Set problem :: Print all of the data exactly.

Recorded data ::
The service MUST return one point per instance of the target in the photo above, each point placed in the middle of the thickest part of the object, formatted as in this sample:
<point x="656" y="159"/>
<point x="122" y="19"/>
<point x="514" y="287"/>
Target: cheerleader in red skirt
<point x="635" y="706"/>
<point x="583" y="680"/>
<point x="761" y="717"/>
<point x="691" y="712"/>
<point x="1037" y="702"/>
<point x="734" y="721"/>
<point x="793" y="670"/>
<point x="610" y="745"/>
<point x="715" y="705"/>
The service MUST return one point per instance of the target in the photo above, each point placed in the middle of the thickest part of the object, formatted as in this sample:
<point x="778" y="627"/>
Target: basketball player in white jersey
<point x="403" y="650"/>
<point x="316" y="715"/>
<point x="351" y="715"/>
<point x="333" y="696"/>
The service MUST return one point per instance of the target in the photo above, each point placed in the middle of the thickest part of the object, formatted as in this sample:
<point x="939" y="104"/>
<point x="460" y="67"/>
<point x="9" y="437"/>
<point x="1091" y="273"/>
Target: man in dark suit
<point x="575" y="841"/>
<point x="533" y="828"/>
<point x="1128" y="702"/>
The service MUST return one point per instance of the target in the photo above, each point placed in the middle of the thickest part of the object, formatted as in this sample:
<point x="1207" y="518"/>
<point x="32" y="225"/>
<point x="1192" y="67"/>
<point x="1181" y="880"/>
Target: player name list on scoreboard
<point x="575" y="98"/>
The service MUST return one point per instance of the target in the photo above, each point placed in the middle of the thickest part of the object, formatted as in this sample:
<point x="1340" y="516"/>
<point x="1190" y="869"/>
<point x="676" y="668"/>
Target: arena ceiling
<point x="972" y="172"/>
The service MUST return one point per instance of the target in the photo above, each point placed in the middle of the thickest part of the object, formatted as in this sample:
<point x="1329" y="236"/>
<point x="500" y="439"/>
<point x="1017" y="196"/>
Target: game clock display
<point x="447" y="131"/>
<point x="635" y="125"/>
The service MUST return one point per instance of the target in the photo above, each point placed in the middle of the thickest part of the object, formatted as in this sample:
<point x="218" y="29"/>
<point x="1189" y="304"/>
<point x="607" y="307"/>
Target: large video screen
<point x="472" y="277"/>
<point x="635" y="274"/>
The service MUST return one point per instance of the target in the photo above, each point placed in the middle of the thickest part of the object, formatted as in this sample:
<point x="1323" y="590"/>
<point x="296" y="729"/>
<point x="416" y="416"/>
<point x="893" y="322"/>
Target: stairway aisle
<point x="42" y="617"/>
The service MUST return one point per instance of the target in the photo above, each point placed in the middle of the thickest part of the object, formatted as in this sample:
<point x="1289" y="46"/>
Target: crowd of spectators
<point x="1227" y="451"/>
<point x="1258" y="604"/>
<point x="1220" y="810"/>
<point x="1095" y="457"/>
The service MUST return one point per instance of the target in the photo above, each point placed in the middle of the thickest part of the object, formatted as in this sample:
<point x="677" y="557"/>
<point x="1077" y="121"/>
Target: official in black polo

Exercise result ::
The service MUST return one point per instance of the target in the photo above, each point placed in the middle of the thickest part of the object, formatted as in this sample:
<point x="656" y="159"/>
<point x="122" y="19"/>
<point x="514" y="287"/>
Target: cheerleader in red skirt
<point x="635" y="706"/>
<point x="583" y="680"/>
<point x="761" y="717"/>
<point x="691" y="712"/>
<point x="1037" y="702"/>
<point x="734" y="721"/>
<point x="793" y="670"/>
<point x="610" y="745"/>
<point x="715" y="705"/>
The service MUST return one point per instance of the target in the photo above, each point placed in the middle of the thickest part of the object, formatted as in this sample:
<point x="778" y="627"/>
Target: basketball player in white jersey
<point x="403" y="650"/>
<point x="316" y="715"/>
<point x="351" y="715"/>
<point x="333" y="696"/>
The service MUST return one point per instance of the target in the photo above, each point placed in the middle of the thickest part of the object, formatted as in this sample:
<point x="939" y="104"/>
<point x="460" y="67"/>
<point x="9" y="437"/>
<point x="1091" y="273"/>
Target: man in dark suit
<point x="575" y="841"/>
<point x="533" y="828"/>
<point x="1128" y="702"/>
The service MUST return one point per instance of the target in the photo above, each point placed in the middle of the thickest part of the object, formatted as in this sample:
<point x="1207" y="518"/>
<point x="32" y="225"/>
<point x="1192" y="67"/>
<point x="1181" y="880"/>
Target: player name list on scoreboard
<point x="575" y="98"/>
The service MUST return one point per instance of the target in the photo above, each point placed in the middle of the thickest part of the object, formatted as in this sample:
<point x="1340" y="516"/>
<point x="1190" y="869"/>
<point x="676" y="668"/>
Target: arena ceiling
<point x="972" y="172"/>
The service MUST return one point per instance of the target in the photo above, each point placed in the middle of the thickest part of the object, formatted as in this sample:
<point x="1329" y="236"/>
<point x="500" y="439"/>
<point x="1017" y="196"/>
Target: game clock display
<point x="447" y="131"/>
<point x="635" y="125"/>
The service MUST return one point per instance of the target in the photo above, each point placed in the middle of the thickest part of the object, formatted as in this sample:
<point x="218" y="29"/>
<point x="1189" y="304"/>
<point x="607" y="307"/>
Target: large video screen
<point x="472" y="277"/>
<point x="635" y="274"/>
The service MUST return one point per instance of the target in the photo above, each point placed in the middle of the thickest part of the object, formatted as in this sample:
<point x="1323" y="590"/>
<point x="296" y="729"/>
<point x="416" y="416"/>
<point x="893" y="322"/>
Target: stairway aisle
<point x="42" y="617"/>
The service MUST return one point per instance of the target in the photo above, each point placed in the middle of the thickest part of the object, formatted as in this sample:
<point x="1289" y="46"/>
Target: crowd of spectators
<point x="1227" y="451"/>
<point x="1258" y="604"/>
<point x="1220" y="810"/>
<point x="1095" y="457"/>
The service MUST return one point per instance of the target in the photo above, each point placed in the middle of the thickest part of the object, formatted as in this sample:
<point x="677" y="557"/>
<point x="1077" y="121"/>
Target: official in black polo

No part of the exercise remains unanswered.